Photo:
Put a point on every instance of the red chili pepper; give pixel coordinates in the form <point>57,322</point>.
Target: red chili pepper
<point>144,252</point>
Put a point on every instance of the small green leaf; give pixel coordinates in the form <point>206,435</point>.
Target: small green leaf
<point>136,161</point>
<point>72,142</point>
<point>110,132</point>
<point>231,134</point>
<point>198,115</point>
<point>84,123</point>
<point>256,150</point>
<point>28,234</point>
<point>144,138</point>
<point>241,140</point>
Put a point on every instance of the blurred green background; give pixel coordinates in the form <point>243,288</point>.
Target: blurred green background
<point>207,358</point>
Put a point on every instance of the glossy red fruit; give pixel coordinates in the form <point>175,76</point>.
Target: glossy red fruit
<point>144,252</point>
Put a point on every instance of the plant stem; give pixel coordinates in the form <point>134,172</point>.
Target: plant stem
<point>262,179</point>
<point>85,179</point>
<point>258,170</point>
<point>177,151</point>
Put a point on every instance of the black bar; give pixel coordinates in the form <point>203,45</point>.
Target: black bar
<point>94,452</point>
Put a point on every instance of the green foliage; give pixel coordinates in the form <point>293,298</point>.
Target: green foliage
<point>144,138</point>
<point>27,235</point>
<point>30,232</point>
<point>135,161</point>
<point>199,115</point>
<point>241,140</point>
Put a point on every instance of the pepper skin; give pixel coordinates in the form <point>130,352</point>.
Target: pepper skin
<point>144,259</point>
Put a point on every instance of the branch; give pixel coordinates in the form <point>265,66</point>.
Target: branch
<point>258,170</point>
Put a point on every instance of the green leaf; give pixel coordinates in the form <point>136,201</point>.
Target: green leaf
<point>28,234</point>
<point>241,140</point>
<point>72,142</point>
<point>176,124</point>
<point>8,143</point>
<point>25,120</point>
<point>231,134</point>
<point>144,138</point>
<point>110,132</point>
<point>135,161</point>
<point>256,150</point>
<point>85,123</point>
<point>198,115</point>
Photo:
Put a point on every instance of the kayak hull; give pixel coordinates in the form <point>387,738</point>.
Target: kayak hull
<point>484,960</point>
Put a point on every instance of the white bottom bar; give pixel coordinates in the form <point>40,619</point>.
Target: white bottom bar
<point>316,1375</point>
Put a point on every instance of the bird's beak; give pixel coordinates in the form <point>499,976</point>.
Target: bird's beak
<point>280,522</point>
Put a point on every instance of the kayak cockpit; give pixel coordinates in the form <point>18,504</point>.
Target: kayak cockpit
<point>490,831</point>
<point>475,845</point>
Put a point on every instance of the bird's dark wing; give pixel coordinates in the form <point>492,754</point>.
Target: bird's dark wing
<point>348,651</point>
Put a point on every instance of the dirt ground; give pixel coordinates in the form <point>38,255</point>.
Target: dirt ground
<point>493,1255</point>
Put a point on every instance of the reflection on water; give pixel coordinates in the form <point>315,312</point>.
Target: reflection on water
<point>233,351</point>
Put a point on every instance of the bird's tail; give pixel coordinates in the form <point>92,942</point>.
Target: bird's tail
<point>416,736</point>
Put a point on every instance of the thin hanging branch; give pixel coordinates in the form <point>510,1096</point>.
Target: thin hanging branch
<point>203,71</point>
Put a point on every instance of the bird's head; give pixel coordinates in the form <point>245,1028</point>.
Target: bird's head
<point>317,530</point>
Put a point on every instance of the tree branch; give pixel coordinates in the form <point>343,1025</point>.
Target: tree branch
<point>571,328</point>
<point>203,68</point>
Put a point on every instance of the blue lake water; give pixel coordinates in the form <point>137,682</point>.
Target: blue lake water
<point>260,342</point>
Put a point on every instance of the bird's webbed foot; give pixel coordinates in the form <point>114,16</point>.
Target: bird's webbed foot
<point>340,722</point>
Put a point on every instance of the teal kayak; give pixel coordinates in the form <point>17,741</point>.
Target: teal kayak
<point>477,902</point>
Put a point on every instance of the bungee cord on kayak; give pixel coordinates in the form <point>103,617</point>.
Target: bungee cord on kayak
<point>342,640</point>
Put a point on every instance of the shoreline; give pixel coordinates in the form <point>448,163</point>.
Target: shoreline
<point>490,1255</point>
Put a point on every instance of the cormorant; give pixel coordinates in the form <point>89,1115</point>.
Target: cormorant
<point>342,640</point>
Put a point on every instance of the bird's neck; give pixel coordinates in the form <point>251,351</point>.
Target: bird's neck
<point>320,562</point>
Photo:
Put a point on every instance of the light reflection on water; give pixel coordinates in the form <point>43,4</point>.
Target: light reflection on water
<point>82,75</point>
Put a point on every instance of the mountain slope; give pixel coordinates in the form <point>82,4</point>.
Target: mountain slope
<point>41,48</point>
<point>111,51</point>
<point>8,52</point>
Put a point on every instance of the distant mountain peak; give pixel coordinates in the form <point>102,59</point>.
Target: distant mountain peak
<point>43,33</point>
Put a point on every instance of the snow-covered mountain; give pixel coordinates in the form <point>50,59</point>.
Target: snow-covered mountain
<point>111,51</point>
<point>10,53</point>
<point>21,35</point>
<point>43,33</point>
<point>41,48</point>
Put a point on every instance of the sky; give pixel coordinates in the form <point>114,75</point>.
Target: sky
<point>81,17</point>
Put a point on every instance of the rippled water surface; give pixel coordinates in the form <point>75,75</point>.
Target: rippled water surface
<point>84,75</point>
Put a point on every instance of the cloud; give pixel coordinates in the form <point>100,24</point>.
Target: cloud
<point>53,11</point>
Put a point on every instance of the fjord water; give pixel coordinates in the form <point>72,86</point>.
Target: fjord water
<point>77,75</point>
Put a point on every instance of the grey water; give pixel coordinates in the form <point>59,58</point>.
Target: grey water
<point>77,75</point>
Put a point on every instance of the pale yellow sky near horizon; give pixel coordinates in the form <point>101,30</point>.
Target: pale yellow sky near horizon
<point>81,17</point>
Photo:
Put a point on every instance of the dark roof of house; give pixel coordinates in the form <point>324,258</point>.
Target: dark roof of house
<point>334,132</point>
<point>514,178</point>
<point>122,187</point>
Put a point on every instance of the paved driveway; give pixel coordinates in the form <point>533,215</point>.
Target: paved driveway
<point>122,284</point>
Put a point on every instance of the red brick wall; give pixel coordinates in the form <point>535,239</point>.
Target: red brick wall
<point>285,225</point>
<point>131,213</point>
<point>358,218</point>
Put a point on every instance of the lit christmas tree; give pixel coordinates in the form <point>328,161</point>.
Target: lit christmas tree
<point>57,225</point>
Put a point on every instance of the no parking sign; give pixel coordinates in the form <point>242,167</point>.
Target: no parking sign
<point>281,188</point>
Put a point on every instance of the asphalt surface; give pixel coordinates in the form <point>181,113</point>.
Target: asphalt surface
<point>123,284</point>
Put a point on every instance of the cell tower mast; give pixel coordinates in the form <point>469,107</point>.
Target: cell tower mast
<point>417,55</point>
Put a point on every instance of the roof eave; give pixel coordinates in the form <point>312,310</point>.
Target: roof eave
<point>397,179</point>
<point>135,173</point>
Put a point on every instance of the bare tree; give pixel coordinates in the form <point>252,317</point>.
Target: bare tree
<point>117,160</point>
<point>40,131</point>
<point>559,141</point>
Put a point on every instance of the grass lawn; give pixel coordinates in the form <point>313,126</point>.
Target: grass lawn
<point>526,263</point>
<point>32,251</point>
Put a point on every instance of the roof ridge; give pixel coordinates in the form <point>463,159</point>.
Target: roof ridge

▸ What needs to be done:
Swap "pixel coordinates" for "pixel positions" in every one of the entries above, and write them all out again with nothing else altered.

▸ Output below:
Photo:
Put a point on every instance of the red chili pepper; give pixel positions in the form <point>57,322</point>.
Target: red chili pepper
<point>144,252</point>
Put a point on every instance of the small green leaf; give pixel positions in the form <point>206,435</point>.
Target: small green leaf
<point>136,161</point>
<point>72,142</point>
<point>110,132</point>
<point>231,134</point>
<point>198,115</point>
<point>84,123</point>
<point>256,150</point>
<point>28,234</point>
<point>144,138</point>
<point>241,140</point>
Put a point on every instance of the blurred green background; give pixel positions in the form <point>243,288</point>.
Target: blurred green background
<point>207,358</point>
Put a point on every instance of the glossy red fruit; give pixel positions in the form <point>175,76</point>.
Target: glossy red fruit
<point>144,252</point>
Put a point on every instance of the plant stem; give pixel positions in the form <point>134,172</point>.
Target: plant stem
<point>262,179</point>
<point>85,179</point>
<point>258,170</point>
<point>177,151</point>
Put a point on every instance of the black bar; give pixel positions in the form <point>203,45</point>.
Target: black bar
<point>94,452</point>
Put a point on every instance of the green foliage; give pixel positions in the form <point>293,298</point>.
Target: green foliage
<point>144,138</point>
<point>27,235</point>
<point>30,232</point>
<point>135,161</point>
<point>199,115</point>
<point>241,140</point>
Put a point on every instance of the pepper skin; give pixel positions in the form <point>130,352</point>.
Target: pepper skin
<point>144,259</point>
Put a point on every instance of the branch; give pixel positions in the form <point>265,66</point>.
Target: branch
<point>258,170</point>
Put a point on every instance of the green leaf; give pixel positions in the form <point>136,201</point>.
Target: green leaf
<point>28,234</point>
<point>241,140</point>
<point>72,142</point>
<point>176,124</point>
<point>8,143</point>
<point>25,120</point>
<point>231,134</point>
<point>144,138</point>
<point>110,132</point>
<point>135,161</point>
<point>256,150</point>
<point>85,123</point>
<point>198,115</point>
Photo:
Put a point on every instance of the kayak hull; give pixel positions in the form <point>387,738</point>.
Target: kayak hull
<point>484,960</point>
Put a point on every instance of the white bottom bar; give pixel positions in the form <point>40,619</point>.
Target: white bottom bar
<point>316,1375</point>
Put a point on every instance of the bird's beak; give pixel positions in the form <point>499,976</point>.
Target: bird's beak
<point>280,522</point>
Put a point on every instance of the kayak cockpit; give pixel positions in the form <point>18,504</point>.
Target: kayak cockpit
<point>490,831</point>
<point>475,845</point>
Put a point on every instance of the bird's dark wing; give pixel positions in the form <point>492,754</point>.
Target: bird's dark wing
<point>348,651</point>
Put a point on every instance of the dirt ground; give pixel positions in the form <point>38,255</point>.
Target: dirt ground
<point>493,1255</point>
Put a point on every instance of the reflection on water; give pixel positions in the form <point>315,312</point>.
Target: reflection on water
<point>233,351</point>
Put a point on every instance of the bird's tail; give pixel positions in the form <point>92,942</point>.
Target: bird's tail
<point>416,736</point>
Put a point on every instance of the thin hanging branch; give pixel positions in the form <point>510,1096</point>.
Target: thin hanging branch
<point>203,71</point>
Put a point on every instance of the bird's head; give pixel positions in the form <point>245,1028</point>.
Target: bird's head
<point>317,530</point>
Put a point on every instance of the tree branch; give pixel positions in the form <point>343,1025</point>.
Target: tree branch
<point>571,328</point>
<point>203,68</point>
Put a point on every instance of the blue lake water; give pixel positions in the form <point>137,682</point>.
Target: blue lake water
<point>260,342</point>
Put a point on every instance of the bird's webbed foot; give pixel positions in the form <point>114,16</point>.
Target: bird's webbed foot
<point>340,722</point>
Put a point on every instance of the teal kayak; give pixel positions in the form <point>17,741</point>.
Target: teal kayak
<point>477,902</point>
Put a point on every instance of the bungee cord on kayak; give pixel positions in the form <point>103,617</point>.
Target: bungee cord on kayak
<point>342,640</point>
Put a point on every instance of the shoreline; give pixel positions in the form <point>448,163</point>.
Target: shoreline
<point>490,1255</point>
Put a point on every instance of the cormorant; give pixel positions in the form <point>89,1115</point>.
Target: cormorant
<point>342,640</point>
Put a point on every instance of the bird's neck; give pixel positions in the form <point>251,351</point>.
Target: bird's neck
<point>320,562</point>
Photo:
Put a point on every instance of the light reflection on water; give pixel positions in the form <point>43,4</point>.
Target: light reflection on water
<point>82,75</point>
Put a point on every instance of the mountain slope; give pixel positions in the form <point>82,4</point>.
Target: mountain slope
<point>41,48</point>
<point>111,51</point>
<point>8,52</point>
Put a point on every instance of the distant mountain peak; give pixel positions in the form <point>102,59</point>.
Target: distant mountain peak
<point>43,33</point>
Put a point on every instance of the snow-covered mountain; give pixel positions in the form <point>50,59</point>.
Target: snow-covered mountain
<point>111,51</point>
<point>10,53</point>
<point>21,35</point>
<point>43,33</point>
<point>41,48</point>
Put a point on every instance of the sky; give pixel positions in the form <point>114,75</point>.
Target: sky
<point>81,17</point>
Put a point on every instance of the rippled water surface; give pixel positions in the form <point>75,75</point>.
Target: rippled water surface
<point>84,75</point>
Put a point on every instance of the cloud; give pixel positions in the form <point>100,24</point>.
Target: cloud
<point>53,11</point>
Put a point on every instance of the fjord water; give pixel positions in the form <point>72,86</point>.
Target: fjord water
<point>77,75</point>
Put a point on every instance of the grey water; give pixel positions in the form <point>59,58</point>.
Target: grey water
<point>77,75</point>
Put a point on every instance of the pale yellow sky near horizon; give pixel positions in the form <point>101,30</point>.
Target: pale yellow sky near horizon
<point>81,17</point>
Photo:
Put a point on every instance of the dark roof of house; give pixel positions in the form <point>324,258</point>.
Target: dark roof of house
<point>334,132</point>
<point>514,178</point>
<point>122,187</point>
Put a point on every instance of the paved driveway; give pixel positions in the form <point>533,215</point>.
Target: paved driveway
<point>122,284</point>
Put a point on every instance of the red brick wall; give pixel positions in the form <point>535,239</point>.
Target: red brick wall
<point>285,225</point>
<point>131,213</point>
<point>358,218</point>
Put a point on every instance of the lit christmas tree; give pixel positions in the form <point>328,161</point>.
Target: lit christmas tree
<point>57,225</point>
Put a point on every instance of the no parking sign; give pixel positions in the form <point>242,167</point>.
Target: no parking sign
<point>281,188</point>
Put a point on every instance of the asphalt surface; give pixel positions in the form <point>181,113</point>.
Target: asphalt surface
<point>123,284</point>
Put a point on every instance of the cell tower mast; give pixel positions in the form <point>469,107</point>.
Target: cell tower mast
<point>417,55</point>
Put a point on every instance of the roof eave; give pixel positions in the form <point>312,310</point>.
Target: roof eave
<point>397,179</point>
<point>135,173</point>
Put a point on every instance of the bare tree; give pixel positions in the form <point>252,317</point>.
Target: bare tree
<point>117,160</point>
<point>40,131</point>
<point>559,141</point>
Put a point on every instance of the grass lawn; give pixel positions in the form <point>313,126</point>.
Target: grass lawn
<point>526,263</point>
<point>32,251</point>
Put a point on every instance of the roof ridge; give pixel positions in the form <point>463,159</point>.
Target: roof ridge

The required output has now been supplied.